Problem to work on. The answer required is how many lines of the following entries contain the word "instance", with no other words.

START Provided data

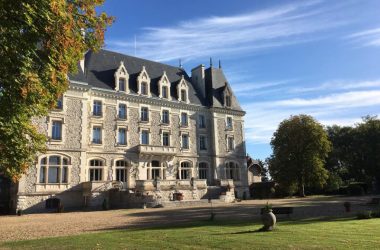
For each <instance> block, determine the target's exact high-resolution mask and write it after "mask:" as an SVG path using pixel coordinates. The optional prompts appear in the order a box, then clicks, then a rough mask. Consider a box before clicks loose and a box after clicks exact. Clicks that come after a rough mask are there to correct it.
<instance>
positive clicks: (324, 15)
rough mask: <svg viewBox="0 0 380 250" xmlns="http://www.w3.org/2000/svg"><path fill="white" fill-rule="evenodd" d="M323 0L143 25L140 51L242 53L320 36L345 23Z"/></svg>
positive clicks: (137, 48) (172, 56)
mask: <svg viewBox="0 0 380 250" xmlns="http://www.w3.org/2000/svg"><path fill="white" fill-rule="evenodd" d="M320 2H321V1H308V2H298V3H294V4H289V5H282V6H279V7H276V8H269V9H265V10H261V11H254V12H250V13H246V14H241V15H235V16H214V17H208V18H202V19H195V20H190V21H186V22H181V23H179V24H177V25H174V26H172V27H152V28H145V29H144V30H143V32H142V33H141V34H139V35H138V36H137V55H138V56H141V57H144V58H150V59H153V60H158V61H170V60H174V59H178V58H182V59H183V60H184V61H188V60H192V59H195V58H200V57H208V56H211V55H218V54H222V55H223V57H224V58H226V57H228V56H231V55H236V54H239V55H240V56H242V55H244V54H245V55H247V54H249V53H253V52H255V51H259V50H263V49H268V48H273V47H278V46H287V45H291V44H297V43H302V42H307V41H311V40H315V39H320V37H321V34H319V35H318V36H312V34H313V33H316V32H321V31H326V30H328V29H331V28H333V27H337V26H339V25H342V24H344V23H345V22H344V21H341V20H339V18H336V15H334V13H332V12H331V8H332V7H331V5H330V9H324V8H323V7H321V6H320V5H319V3H320ZM107 45H108V46H109V47H110V48H112V49H113V50H118V51H121V52H125V53H130V52H132V51H133V50H134V41H116V40H113V41H109V42H108V43H107Z"/></svg>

END Provided data

Answer section. 2